What the task requires: Every line below that contains the word "finger" must be copied.

Material to process:
=== Section Start ===

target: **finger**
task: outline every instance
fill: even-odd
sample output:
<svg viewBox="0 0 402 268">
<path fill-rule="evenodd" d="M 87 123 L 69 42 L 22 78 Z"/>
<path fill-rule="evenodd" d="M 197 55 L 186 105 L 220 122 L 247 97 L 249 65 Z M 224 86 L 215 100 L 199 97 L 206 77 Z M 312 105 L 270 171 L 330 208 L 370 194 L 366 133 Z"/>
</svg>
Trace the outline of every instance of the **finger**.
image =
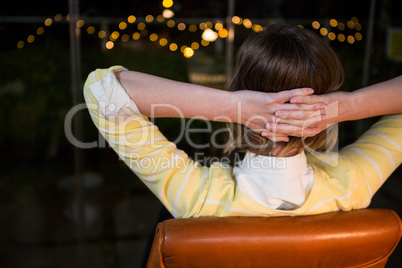
<svg viewBox="0 0 402 268">
<path fill-rule="evenodd" d="M 325 114 L 319 114 L 304 121 L 303 128 L 312 127 L 312 125 L 316 125 L 322 121 L 327 119 Z"/>
<path fill-rule="evenodd" d="M 280 135 L 277 133 L 272 133 L 272 132 L 262 132 L 261 136 L 266 137 L 267 139 L 273 141 L 273 142 L 288 142 L 289 137 L 285 135 Z"/>
<path fill-rule="evenodd" d="M 268 129 L 270 130 L 270 132 L 276 133 L 277 135 L 307 138 L 315 136 L 321 132 L 321 129 L 317 127 L 303 128 L 288 124 L 275 124 L 275 123 L 270 123 L 269 125 L 270 128 Z"/>
<path fill-rule="evenodd" d="M 308 96 L 314 93 L 314 90 L 312 88 L 304 87 L 304 88 L 296 88 L 292 90 L 284 90 L 281 92 L 278 92 L 276 94 L 277 101 L 279 102 L 287 102 L 291 98 L 296 97 L 296 96 Z"/>
<path fill-rule="evenodd" d="M 295 96 L 289 100 L 290 103 L 302 103 L 302 104 L 313 104 L 322 101 L 322 96 L 320 95 L 310 95 L 310 96 Z"/>
<path fill-rule="evenodd" d="M 291 103 L 283 103 L 276 104 L 273 107 L 274 111 L 318 111 L 325 109 L 327 105 L 323 102 L 313 103 L 313 104 L 291 104 Z"/>
<path fill-rule="evenodd" d="M 325 109 L 318 111 L 277 111 L 275 116 L 279 119 L 307 120 L 309 118 L 325 115 Z"/>
<path fill-rule="evenodd" d="M 280 124 L 280 123 L 267 124 L 267 130 L 269 130 L 269 132 L 271 133 L 275 133 L 276 135 L 282 135 L 282 136 L 301 137 L 303 134 L 302 127 L 288 124 Z"/>
<path fill-rule="evenodd" d="M 305 129 L 303 129 L 302 137 L 303 138 L 313 137 L 320 132 L 321 132 L 321 129 L 317 128 L 317 127 L 305 128 Z"/>
</svg>

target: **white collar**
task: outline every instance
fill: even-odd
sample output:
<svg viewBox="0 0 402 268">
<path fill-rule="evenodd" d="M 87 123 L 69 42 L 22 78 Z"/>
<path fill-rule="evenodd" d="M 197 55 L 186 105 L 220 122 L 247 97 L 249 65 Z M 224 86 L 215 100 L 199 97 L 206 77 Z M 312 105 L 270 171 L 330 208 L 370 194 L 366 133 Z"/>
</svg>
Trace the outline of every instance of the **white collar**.
<svg viewBox="0 0 402 268">
<path fill-rule="evenodd" d="M 247 152 L 244 159 L 237 162 L 236 166 L 243 172 L 299 175 L 307 167 L 307 158 L 304 151 L 290 157 L 263 156 Z"/>
<path fill-rule="evenodd" d="M 291 157 L 246 153 L 233 174 L 237 187 L 254 201 L 273 209 L 296 209 L 314 183 L 314 171 L 304 152 Z"/>
</svg>

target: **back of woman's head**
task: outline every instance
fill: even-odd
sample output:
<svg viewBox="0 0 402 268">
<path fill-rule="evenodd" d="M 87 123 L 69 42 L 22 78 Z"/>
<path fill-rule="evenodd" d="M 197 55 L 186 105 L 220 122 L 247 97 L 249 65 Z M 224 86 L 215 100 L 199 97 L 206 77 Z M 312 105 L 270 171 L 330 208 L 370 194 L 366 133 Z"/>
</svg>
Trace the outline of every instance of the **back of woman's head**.
<svg viewBox="0 0 402 268">
<path fill-rule="evenodd" d="M 279 92 L 311 87 L 314 94 L 337 90 L 343 69 L 335 52 L 317 34 L 296 26 L 270 25 L 251 34 L 241 46 L 229 90 Z M 274 144 L 245 126 L 231 127 L 227 152 L 252 150 L 269 155 Z M 290 151 L 328 149 L 328 131 L 309 138 L 290 137 L 278 156 Z"/>
</svg>

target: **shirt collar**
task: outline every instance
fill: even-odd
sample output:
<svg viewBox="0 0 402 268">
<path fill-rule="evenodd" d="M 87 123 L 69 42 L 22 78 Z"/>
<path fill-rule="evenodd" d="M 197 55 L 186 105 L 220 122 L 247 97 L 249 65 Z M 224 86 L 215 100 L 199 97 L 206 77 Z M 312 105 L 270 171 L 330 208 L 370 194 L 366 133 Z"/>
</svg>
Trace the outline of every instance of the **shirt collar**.
<svg viewBox="0 0 402 268">
<path fill-rule="evenodd" d="M 296 175 L 306 169 L 307 158 L 304 151 L 290 157 L 263 156 L 247 152 L 236 166 L 246 173 Z"/>
</svg>

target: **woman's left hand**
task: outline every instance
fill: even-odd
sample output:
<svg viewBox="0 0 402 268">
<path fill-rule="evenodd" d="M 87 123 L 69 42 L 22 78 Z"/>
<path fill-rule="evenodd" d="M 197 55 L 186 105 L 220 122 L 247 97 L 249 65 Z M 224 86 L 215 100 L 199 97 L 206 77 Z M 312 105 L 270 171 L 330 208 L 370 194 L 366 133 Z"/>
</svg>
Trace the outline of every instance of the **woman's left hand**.
<svg viewBox="0 0 402 268">
<path fill-rule="evenodd" d="M 325 119 L 326 104 L 289 103 L 298 96 L 309 96 L 314 93 L 311 88 L 298 88 L 278 93 L 241 90 L 233 92 L 238 96 L 237 116 L 235 122 L 241 123 L 251 130 L 275 142 L 287 142 L 289 136 L 311 137 L 321 132 L 312 125 Z M 280 116 L 292 111 L 292 119 L 281 124 Z"/>
</svg>

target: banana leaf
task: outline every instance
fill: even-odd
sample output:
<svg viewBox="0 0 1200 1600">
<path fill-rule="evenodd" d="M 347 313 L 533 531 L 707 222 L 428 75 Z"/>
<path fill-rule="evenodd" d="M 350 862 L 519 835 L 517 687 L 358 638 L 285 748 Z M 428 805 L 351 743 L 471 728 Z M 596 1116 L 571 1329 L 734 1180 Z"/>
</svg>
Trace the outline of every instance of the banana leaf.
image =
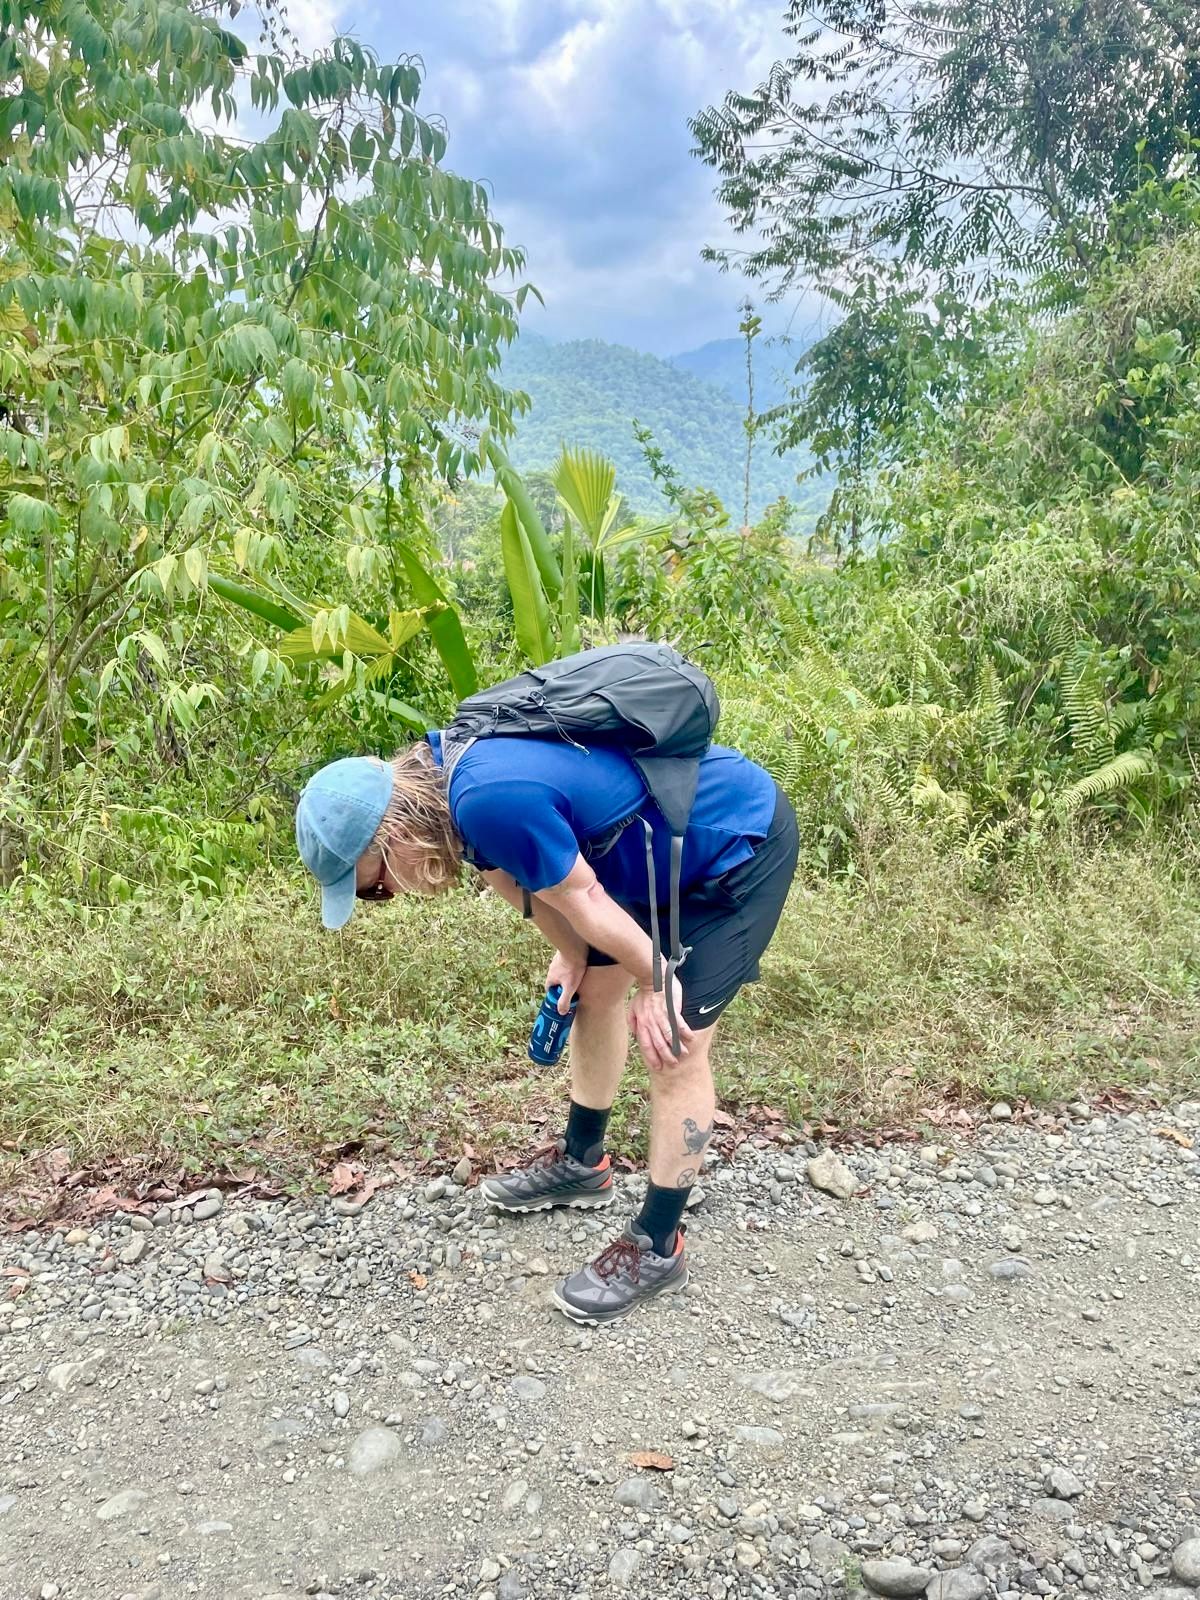
<svg viewBox="0 0 1200 1600">
<path fill-rule="evenodd" d="M 488 460 L 492 464 L 492 470 L 496 474 L 496 481 L 504 490 L 509 502 L 515 508 L 517 517 L 520 519 L 526 541 L 542 580 L 542 588 L 551 600 L 557 600 L 562 593 L 562 572 L 555 559 L 550 537 L 542 526 L 542 519 L 538 516 L 537 507 L 530 498 L 529 490 L 526 489 L 521 474 L 494 439 L 486 441 L 485 449 Z"/>
<path fill-rule="evenodd" d="M 434 649 L 442 658 L 450 686 L 460 700 L 465 700 L 478 689 L 479 675 L 463 632 L 462 619 L 416 552 L 407 544 L 398 544 L 395 549 L 413 594 L 426 608 L 425 626 Z"/>
<path fill-rule="evenodd" d="M 303 619 L 280 605 L 277 600 L 272 600 L 269 595 L 263 594 L 258 589 L 248 588 L 244 583 L 234 583 L 232 578 L 222 577 L 219 572 L 208 574 L 208 587 L 219 599 L 227 600 L 230 605 L 240 606 L 243 611 L 249 611 L 261 622 L 269 622 L 273 627 L 283 628 L 287 633 L 294 632 L 302 625 Z"/>
<path fill-rule="evenodd" d="M 550 607 L 529 539 L 511 500 L 500 513 L 500 550 L 512 596 L 517 643 L 534 666 L 540 667 L 554 655 Z"/>
<path fill-rule="evenodd" d="M 559 599 L 558 644 L 564 656 L 574 655 L 580 647 L 579 636 L 579 579 L 575 569 L 575 529 L 568 517 L 563 524 L 562 540 L 562 595 Z"/>
</svg>

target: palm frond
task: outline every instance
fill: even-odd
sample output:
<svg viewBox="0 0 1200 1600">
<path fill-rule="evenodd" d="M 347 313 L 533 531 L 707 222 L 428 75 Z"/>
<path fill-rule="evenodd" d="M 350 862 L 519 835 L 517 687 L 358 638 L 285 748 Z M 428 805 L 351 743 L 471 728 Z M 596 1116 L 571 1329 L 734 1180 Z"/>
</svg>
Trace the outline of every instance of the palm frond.
<svg viewBox="0 0 1200 1600">
<path fill-rule="evenodd" d="M 617 469 L 598 450 L 564 449 L 550 474 L 559 499 L 595 550 L 612 527 L 620 504 Z"/>
</svg>

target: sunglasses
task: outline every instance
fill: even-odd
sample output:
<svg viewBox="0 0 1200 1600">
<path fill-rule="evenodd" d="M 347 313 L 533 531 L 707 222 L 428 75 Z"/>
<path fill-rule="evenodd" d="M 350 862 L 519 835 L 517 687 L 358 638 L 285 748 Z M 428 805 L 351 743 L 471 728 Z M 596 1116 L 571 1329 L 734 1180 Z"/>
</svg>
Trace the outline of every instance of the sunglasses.
<svg viewBox="0 0 1200 1600">
<path fill-rule="evenodd" d="M 356 900 L 394 900 L 395 895 L 388 888 L 386 882 L 384 881 L 386 877 L 387 862 L 381 859 L 379 863 L 378 881 L 367 884 L 365 888 L 355 889 L 354 898 Z"/>
</svg>

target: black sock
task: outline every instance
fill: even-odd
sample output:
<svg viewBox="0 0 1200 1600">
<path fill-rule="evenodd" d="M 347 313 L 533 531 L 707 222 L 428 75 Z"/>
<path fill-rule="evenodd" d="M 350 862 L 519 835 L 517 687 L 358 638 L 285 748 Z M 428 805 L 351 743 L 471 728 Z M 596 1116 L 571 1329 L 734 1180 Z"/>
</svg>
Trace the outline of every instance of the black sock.
<svg viewBox="0 0 1200 1600">
<path fill-rule="evenodd" d="M 571 1101 L 567 1112 L 567 1154 L 585 1166 L 596 1167 L 604 1154 L 604 1130 L 609 1113 Z"/>
<path fill-rule="evenodd" d="M 691 1192 L 690 1184 L 686 1189 L 660 1189 L 657 1183 L 647 1188 L 637 1226 L 650 1235 L 655 1255 L 669 1256 L 675 1249 L 675 1235 Z"/>
</svg>

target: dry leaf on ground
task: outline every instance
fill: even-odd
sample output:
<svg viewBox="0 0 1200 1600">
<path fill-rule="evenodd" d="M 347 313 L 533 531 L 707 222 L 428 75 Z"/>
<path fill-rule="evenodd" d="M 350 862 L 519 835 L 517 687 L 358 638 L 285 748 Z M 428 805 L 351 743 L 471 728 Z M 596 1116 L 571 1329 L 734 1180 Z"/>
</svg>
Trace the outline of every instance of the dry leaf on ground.
<svg viewBox="0 0 1200 1600">
<path fill-rule="evenodd" d="M 71 1158 L 63 1148 L 46 1154 L 46 1172 L 53 1183 L 65 1183 L 71 1171 Z"/>
<path fill-rule="evenodd" d="M 1160 1139 L 1170 1139 L 1181 1150 L 1190 1150 L 1196 1142 L 1194 1139 L 1189 1139 L 1186 1133 L 1180 1133 L 1178 1128 L 1155 1128 L 1154 1131 Z"/>
</svg>

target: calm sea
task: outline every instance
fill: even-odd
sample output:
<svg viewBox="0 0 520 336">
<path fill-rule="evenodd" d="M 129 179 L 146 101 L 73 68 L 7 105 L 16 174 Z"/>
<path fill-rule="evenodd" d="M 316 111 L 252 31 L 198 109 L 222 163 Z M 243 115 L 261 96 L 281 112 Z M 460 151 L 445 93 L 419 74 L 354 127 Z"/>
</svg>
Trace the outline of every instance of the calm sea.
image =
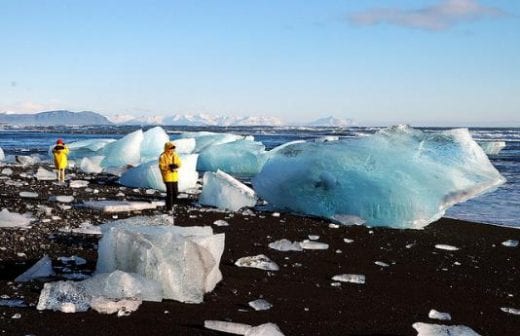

=== Section End ===

Solution for this exercise:
target: **finger**
Trace the outline of every instance of the **finger**.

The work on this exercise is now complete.